[Part of a data file]
◇ ◇ ◇ ◇ ◇

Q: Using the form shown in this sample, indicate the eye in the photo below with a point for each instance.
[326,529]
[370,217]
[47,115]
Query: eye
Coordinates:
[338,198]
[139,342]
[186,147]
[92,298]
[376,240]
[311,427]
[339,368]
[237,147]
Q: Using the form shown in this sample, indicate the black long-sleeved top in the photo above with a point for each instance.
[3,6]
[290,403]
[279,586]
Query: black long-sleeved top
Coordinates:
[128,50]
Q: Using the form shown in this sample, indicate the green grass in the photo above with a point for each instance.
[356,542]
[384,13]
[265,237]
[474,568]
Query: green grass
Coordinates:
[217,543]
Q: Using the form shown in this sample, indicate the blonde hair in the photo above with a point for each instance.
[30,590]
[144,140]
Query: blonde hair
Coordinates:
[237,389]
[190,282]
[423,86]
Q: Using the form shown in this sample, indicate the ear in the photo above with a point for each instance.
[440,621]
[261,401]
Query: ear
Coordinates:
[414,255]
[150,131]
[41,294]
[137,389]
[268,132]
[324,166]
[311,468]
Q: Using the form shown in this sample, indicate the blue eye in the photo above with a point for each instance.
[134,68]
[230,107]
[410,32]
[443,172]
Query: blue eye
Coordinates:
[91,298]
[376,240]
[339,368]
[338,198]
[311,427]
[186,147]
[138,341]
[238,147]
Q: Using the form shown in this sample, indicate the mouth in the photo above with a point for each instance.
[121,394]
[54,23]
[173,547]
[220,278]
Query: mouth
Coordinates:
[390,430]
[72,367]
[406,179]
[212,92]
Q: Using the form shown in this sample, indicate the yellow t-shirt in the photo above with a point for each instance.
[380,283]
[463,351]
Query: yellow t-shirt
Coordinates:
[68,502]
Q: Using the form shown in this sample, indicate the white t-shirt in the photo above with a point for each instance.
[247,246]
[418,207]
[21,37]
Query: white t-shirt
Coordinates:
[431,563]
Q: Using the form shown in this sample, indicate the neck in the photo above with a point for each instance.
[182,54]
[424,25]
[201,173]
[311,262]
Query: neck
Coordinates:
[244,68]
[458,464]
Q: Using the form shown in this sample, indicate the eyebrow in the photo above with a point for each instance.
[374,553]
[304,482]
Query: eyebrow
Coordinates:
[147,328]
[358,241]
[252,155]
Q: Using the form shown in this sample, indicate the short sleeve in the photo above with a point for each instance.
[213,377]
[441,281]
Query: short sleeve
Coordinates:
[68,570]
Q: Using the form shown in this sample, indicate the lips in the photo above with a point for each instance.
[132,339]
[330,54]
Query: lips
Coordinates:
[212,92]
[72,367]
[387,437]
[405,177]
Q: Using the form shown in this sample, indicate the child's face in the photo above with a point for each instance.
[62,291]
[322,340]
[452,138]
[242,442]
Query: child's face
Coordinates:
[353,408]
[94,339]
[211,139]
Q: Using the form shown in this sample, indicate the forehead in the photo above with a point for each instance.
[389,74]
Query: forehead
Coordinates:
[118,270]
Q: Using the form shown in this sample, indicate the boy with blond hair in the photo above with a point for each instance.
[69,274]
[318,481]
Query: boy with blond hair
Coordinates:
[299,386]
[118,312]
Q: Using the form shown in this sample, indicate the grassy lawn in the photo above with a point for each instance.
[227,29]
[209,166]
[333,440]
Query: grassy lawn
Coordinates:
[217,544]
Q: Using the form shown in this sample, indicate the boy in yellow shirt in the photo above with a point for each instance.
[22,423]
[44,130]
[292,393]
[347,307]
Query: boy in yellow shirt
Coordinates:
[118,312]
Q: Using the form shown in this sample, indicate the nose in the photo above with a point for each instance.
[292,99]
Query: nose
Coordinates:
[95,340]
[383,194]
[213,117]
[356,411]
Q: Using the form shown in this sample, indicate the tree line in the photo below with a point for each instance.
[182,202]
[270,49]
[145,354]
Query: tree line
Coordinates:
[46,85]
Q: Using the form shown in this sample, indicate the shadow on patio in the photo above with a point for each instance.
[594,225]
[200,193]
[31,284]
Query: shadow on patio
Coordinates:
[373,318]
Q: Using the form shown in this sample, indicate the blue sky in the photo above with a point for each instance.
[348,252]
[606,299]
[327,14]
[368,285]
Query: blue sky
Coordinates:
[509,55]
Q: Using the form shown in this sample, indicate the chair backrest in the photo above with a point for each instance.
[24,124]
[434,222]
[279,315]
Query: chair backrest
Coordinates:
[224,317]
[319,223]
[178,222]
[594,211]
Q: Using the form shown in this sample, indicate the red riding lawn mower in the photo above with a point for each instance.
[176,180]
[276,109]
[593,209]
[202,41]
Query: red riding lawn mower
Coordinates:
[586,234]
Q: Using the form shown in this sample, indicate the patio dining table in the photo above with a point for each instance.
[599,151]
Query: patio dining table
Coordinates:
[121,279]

◇ ◇ ◇ ◇ ◇

◆ **Short exercise**
Retype all of the data above line for line, with no changes.

◆ **Task solution**
Q: Using the form shown in this sample, indicate the eye in the photo below with a point for each instance.
[326,529]
[370,217]
[47,115]
Query: eye
Coordinates:
[338,198]
[139,342]
[186,147]
[92,298]
[376,240]
[311,427]
[339,368]
[237,147]
Q: Using the form shown in this sample, indicate the black long-sleeved top in the photo above with a point for each instance.
[3,6]
[290,403]
[279,586]
Query: black long-sleeved top
Coordinates:
[128,50]
Q: Using the form shown in this sample, indicate the green grass in the photo above with a point for each instance.
[356,542]
[384,13]
[265,237]
[474,568]
Query: green grass
Coordinates:
[217,543]
Q: Using the form shown in this sample, indicate the blonde hair in the photo above with a point for each instance.
[30,590]
[144,140]
Query: blonde hair
Coordinates:
[237,389]
[190,282]
[423,86]
Q: Using the form shown in this sample, indicate the ear in the photo above with a point for each instance.
[440,621]
[261,401]
Query: ear
Coordinates:
[414,255]
[150,131]
[41,294]
[137,389]
[268,132]
[324,166]
[311,468]
Q: Using the form shown in this sample, indicate the blue eye in the photo above with a point for each instance.
[134,68]
[230,107]
[410,32]
[443,172]
Query: blue eye
Coordinates:
[91,298]
[376,240]
[339,368]
[338,198]
[311,427]
[186,147]
[138,341]
[238,147]
Q: Using the form shown in this sample, indicate the mouth in the photo above with a point for each instance.
[121,394]
[54,23]
[173,547]
[220,278]
Query: mouth
Coordinates:
[390,430]
[72,367]
[406,179]
[212,92]
Q: Using the form shown in this sample, indicate the yellow t-shirt in the photo above with a point for each instance.
[380,283]
[463,351]
Query: yellow t-shirt
Coordinates:
[68,502]
Q: Using the form shown in this sample, indicate the white t-shirt in the photo above with a point for each instance.
[247,246]
[418,207]
[21,37]
Query: white t-shirt
Coordinates:
[431,563]
Q: Using the form shown in this sample, indicate the neck in the photo above with a point for each instance.
[182,54]
[424,25]
[201,173]
[311,262]
Query: neck
Coordinates:
[244,68]
[458,464]
Q: Using the form shown in this sample, indicate the eyebrow in the photo above with a point for each instance.
[374,553]
[304,482]
Query: eyebrow
Coordinates:
[147,328]
[358,241]
[252,155]
Q: Using the form shown in this sample, indicate the short sleeve in the photo above with a point for each instance.
[213,377]
[441,281]
Query: short sleeve
Coordinates:
[68,570]
Q: Using the form shown in this sample, indicate the lips in the photo above with a point for each instance.
[132,339]
[330,54]
Query: lips
Coordinates:
[212,92]
[72,367]
[387,437]
[405,177]
Q: Using the form shown in this sample, indicate the child's face in the photo above with a point for each instance.
[62,291]
[322,340]
[452,138]
[242,442]
Query: child's face
Coordinates:
[353,408]
[94,339]
[211,139]
Q: Using the form shown in this sample, indicate the forehead in the photo above with a point for each instance.
[389,74]
Query: forehead
Coordinates:
[118,270]
Q: Using the form shown in this sample, indicate the boy with blond hair in the photo above with a point for each instance.
[69,274]
[318,481]
Query: boy with blond hair
Coordinates:
[299,386]
[118,312]
Q: Using the form shown in this sample, indicate the grassy lawn in the photo above with a point for each instance.
[227,29]
[209,166]
[333,440]
Query: grassy lawn
Coordinates:
[217,544]
Q: Using the form shown in this sample, indicate the boy in yellow shirt in the photo above with a point for each instance.
[22,423]
[44,130]
[292,393]
[347,307]
Query: boy in yellow shirt
Coordinates:
[118,312]
Q: Using the form shown in this sample, indicate the nose in the photo above with a point for each instance.
[292,99]
Query: nose
Coordinates:
[95,340]
[383,194]
[213,117]
[356,411]
Q: Using the form shown in this sample, indicate the tree line in the photo below with a point for each instance.
[182,202]
[270,49]
[145,354]
Query: tree line
Coordinates:
[46,85]
Q: Using the form shown in this sample, indicate the shadow on patio in the photo above with a point for each instance.
[594,225]
[200,193]
[31,284]
Query: shadow on patio
Coordinates:
[373,318]
Q: Using the form shown in this sample, indicate the blue sky in the photo above with a point for each instance.
[348,252]
[606,299]
[327,14]
[368,285]
Query: blue sky
Coordinates:
[509,55]
Q: Using the form shown in this sample, indicate the chair backrest in the photo above with a point for each instance.
[24,124]
[434,222]
[279,315]
Query: chair backrest
Coordinates:
[224,317]
[319,223]
[178,222]
[594,211]
Q: Using the form shown in this sample, indicate the red riding lawn mower in the photo above with a point for each instance.
[176,180]
[276,109]
[593,209]
[202,41]
Query: red riding lawn mower
Coordinates:
[586,234]
Q: Using the form shown in this sample, indicate the patio dining table in the photo above with a point for each instance.
[599,151]
Query: patio dining table
Coordinates:
[121,279]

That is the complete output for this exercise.